# Instructions for the task
Put the lines below, from the one containing "For the dataset, pick out the apartment" through the last line of the items, both ends included, into a numbered list with blank lines left out. Include no other lines.

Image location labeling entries
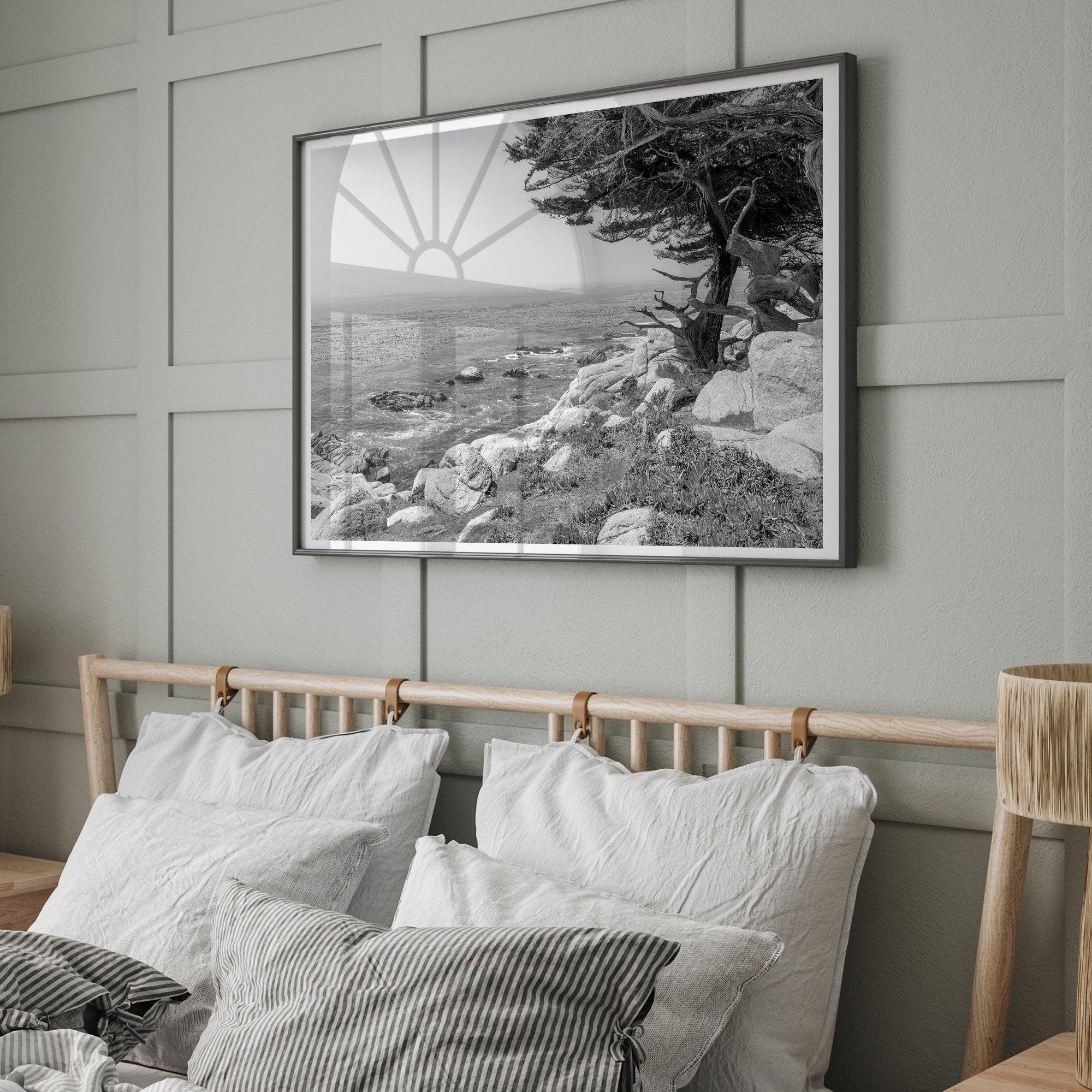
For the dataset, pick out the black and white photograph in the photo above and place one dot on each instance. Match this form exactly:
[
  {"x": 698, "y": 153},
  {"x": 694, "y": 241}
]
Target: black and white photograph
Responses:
[{"x": 599, "y": 328}]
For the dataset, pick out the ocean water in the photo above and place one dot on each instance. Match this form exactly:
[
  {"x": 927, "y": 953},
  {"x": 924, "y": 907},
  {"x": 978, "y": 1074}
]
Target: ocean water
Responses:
[{"x": 421, "y": 345}]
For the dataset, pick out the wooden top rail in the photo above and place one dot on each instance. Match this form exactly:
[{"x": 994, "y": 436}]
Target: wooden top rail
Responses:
[{"x": 884, "y": 729}]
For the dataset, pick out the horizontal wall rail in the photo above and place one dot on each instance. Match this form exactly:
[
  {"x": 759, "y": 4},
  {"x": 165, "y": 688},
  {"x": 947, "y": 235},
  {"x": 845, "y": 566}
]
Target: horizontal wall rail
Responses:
[{"x": 602, "y": 707}]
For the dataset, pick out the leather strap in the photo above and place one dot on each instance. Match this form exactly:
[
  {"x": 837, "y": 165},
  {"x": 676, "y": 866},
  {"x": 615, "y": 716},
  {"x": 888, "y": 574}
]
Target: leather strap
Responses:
[
  {"x": 223, "y": 692},
  {"x": 801, "y": 737},
  {"x": 581, "y": 722},
  {"x": 391, "y": 703}
]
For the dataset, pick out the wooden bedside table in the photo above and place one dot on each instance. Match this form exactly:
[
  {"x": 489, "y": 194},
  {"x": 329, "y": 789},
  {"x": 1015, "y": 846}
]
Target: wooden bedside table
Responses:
[
  {"x": 26, "y": 885},
  {"x": 1049, "y": 1067}
]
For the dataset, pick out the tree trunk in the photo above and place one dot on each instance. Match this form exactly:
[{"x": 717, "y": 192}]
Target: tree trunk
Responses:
[{"x": 708, "y": 335}]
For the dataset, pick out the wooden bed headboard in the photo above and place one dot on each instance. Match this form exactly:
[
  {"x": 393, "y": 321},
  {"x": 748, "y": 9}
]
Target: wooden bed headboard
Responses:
[{"x": 1010, "y": 846}]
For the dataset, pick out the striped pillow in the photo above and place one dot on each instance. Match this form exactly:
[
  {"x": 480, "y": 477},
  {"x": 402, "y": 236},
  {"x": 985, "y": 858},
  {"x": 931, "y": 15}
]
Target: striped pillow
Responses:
[
  {"x": 310, "y": 1001},
  {"x": 53, "y": 982}
]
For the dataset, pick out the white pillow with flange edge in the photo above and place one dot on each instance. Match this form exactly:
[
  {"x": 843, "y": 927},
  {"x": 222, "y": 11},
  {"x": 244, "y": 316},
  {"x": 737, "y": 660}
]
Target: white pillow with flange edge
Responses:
[
  {"x": 144, "y": 879},
  {"x": 775, "y": 846},
  {"x": 386, "y": 776},
  {"x": 456, "y": 886}
]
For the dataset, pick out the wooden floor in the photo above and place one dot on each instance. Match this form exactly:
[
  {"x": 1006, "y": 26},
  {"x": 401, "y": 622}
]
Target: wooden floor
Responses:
[{"x": 1046, "y": 1069}]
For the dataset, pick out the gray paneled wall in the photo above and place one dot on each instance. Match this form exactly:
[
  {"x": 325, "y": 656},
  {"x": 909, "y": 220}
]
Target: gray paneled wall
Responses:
[{"x": 146, "y": 233}]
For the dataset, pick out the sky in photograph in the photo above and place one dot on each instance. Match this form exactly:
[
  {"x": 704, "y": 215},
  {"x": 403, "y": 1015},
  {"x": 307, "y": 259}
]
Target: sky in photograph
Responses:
[{"x": 441, "y": 204}]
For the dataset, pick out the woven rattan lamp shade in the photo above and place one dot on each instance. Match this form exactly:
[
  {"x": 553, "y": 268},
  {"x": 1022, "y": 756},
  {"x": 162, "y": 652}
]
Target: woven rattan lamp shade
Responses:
[
  {"x": 1044, "y": 742},
  {"x": 5, "y": 650},
  {"x": 1044, "y": 771}
]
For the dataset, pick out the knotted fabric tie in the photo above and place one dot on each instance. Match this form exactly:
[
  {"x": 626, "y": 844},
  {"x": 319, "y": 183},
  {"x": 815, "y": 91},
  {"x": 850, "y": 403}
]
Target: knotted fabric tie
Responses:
[{"x": 627, "y": 1049}]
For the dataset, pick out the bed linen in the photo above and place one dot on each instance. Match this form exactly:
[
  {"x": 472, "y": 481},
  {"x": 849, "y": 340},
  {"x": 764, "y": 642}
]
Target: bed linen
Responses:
[
  {"x": 48, "y": 983},
  {"x": 73, "y": 1062},
  {"x": 143, "y": 880},
  {"x": 315, "y": 1002},
  {"x": 457, "y": 886},
  {"x": 144, "y": 1077},
  {"x": 776, "y": 846},
  {"x": 386, "y": 776}
]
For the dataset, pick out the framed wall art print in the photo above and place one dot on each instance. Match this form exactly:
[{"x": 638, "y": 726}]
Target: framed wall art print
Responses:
[{"x": 619, "y": 326}]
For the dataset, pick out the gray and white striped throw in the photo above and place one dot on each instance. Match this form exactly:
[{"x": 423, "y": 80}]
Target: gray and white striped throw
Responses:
[
  {"x": 310, "y": 1001},
  {"x": 53, "y": 982}
]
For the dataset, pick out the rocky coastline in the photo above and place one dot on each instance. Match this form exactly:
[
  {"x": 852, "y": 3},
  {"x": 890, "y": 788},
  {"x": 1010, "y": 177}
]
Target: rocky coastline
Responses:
[{"x": 643, "y": 449}]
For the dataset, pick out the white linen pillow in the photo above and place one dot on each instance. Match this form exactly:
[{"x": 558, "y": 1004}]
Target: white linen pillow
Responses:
[
  {"x": 143, "y": 880},
  {"x": 456, "y": 886},
  {"x": 385, "y": 776},
  {"x": 773, "y": 846}
]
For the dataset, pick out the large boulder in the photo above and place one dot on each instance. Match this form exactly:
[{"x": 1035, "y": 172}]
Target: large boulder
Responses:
[
  {"x": 343, "y": 455},
  {"x": 448, "y": 493},
  {"x": 664, "y": 393},
  {"x": 416, "y": 517},
  {"x": 470, "y": 467},
  {"x": 601, "y": 377},
  {"x": 502, "y": 453},
  {"x": 728, "y": 399},
  {"x": 788, "y": 377},
  {"x": 806, "y": 432},
  {"x": 358, "y": 521},
  {"x": 351, "y": 490},
  {"x": 419, "y": 483},
  {"x": 477, "y": 530},
  {"x": 786, "y": 457},
  {"x": 561, "y": 460},
  {"x": 668, "y": 365},
  {"x": 722, "y": 435},
  {"x": 630, "y": 528},
  {"x": 575, "y": 419}
]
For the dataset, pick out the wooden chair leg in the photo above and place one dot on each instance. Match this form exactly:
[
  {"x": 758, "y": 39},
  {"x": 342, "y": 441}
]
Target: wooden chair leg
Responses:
[{"x": 998, "y": 942}]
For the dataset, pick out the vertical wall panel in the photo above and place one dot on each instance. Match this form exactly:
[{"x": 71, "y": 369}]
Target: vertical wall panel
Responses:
[
  {"x": 68, "y": 542},
  {"x": 68, "y": 236},
  {"x": 962, "y": 148},
  {"x": 962, "y": 562},
  {"x": 233, "y": 197}
]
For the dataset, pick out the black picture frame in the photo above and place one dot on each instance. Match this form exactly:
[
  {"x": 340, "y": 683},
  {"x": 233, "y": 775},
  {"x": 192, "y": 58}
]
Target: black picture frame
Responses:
[{"x": 844, "y": 68}]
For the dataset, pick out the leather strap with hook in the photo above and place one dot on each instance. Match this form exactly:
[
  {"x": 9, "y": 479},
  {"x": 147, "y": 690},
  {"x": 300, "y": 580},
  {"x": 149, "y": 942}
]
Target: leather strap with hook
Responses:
[
  {"x": 581, "y": 722},
  {"x": 393, "y": 705},
  {"x": 801, "y": 737},
  {"x": 223, "y": 693}
]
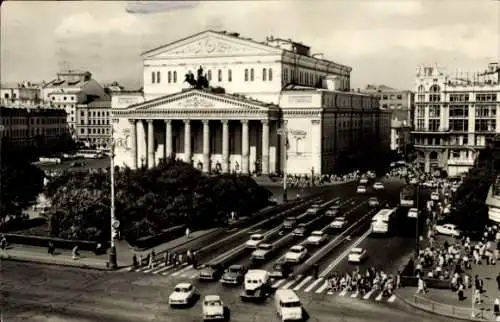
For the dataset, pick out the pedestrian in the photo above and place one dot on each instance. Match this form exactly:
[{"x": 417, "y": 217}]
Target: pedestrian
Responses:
[{"x": 316, "y": 271}]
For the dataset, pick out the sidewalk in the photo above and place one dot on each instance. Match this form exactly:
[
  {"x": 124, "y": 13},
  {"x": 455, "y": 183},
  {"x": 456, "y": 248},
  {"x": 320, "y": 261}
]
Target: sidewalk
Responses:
[{"x": 445, "y": 303}]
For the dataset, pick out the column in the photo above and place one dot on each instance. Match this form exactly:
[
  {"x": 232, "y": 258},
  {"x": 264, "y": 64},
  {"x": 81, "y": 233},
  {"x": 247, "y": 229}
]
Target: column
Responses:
[
  {"x": 168, "y": 139},
  {"x": 133, "y": 143},
  {"x": 151, "y": 144},
  {"x": 265, "y": 147},
  {"x": 245, "y": 146},
  {"x": 225, "y": 146},
  {"x": 187, "y": 141},
  {"x": 206, "y": 147}
]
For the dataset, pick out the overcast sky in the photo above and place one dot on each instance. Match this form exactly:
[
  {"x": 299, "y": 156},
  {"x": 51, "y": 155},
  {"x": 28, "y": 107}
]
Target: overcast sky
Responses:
[{"x": 384, "y": 41}]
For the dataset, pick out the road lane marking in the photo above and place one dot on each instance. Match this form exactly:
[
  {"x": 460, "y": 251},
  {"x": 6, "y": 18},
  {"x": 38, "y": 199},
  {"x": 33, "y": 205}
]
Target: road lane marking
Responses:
[
  {"x": 287, "y": 285},
  {"x": 345, "y": 253},
  {"x": 301, "y": 284},
  {"x": 313, "y": 285},
  {"x": 278, "y": 283},
  {"x": 322, "y": 288},
  {"x": 367, "y": 295}
]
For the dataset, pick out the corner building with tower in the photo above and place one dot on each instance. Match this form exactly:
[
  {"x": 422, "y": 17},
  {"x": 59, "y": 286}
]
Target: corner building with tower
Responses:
[{"x": 267, "y": 101}]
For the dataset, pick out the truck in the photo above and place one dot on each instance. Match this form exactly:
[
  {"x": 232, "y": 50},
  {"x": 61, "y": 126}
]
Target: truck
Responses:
[{"x": 256, "y": 285}]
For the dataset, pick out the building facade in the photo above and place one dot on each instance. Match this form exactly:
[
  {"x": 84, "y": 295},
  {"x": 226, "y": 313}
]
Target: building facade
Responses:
[
  {"x": 273, "y": 106},
  {"x": 23, "y": 127},
  {"x": 455, "y": 115},
  {"x": 70, "y": 89},
  {"x": 401, "y": 104}
]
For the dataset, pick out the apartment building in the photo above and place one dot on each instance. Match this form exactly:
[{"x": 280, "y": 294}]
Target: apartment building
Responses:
[{"x": 456, "y": 114}]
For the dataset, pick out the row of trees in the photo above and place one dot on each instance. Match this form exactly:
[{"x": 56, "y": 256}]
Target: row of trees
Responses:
[{"x": 148, "y": 200}]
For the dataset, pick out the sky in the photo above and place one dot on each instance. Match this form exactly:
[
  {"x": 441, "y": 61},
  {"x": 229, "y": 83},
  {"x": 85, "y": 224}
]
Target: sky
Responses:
[{"x": 382, "y": 40}]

# Solution to this problem
1. For the dataset, pick out the apartment building in the photo above and place one dot on each instance. Match this form exactly:
2. [{"x": 280, "y": 294}]
3. Target: apartment building
4. Responses:
5. [{"x": 456, "y": 114}]
6. For the dataset, pick out the row of trees in the photo above and place one dot on each instance. Match this form exactly:
7. [{"x": 56, "y": 256}]
8. Target: row of trees
9. Responses:
10. [{"x": 148, "y": 200}]
11. For the dataset, pick out the sky in the photo above and place one dot on each instance. Match this form exactly:
12. [
13.   {"x": 441, "y": 61},
14.   {"x": 229, "y": 83},
15.   {"x": 85, "y": 224}
16. ]
17. Target: sky
18. Responses:
19. [{"x": 382, "y": 40}]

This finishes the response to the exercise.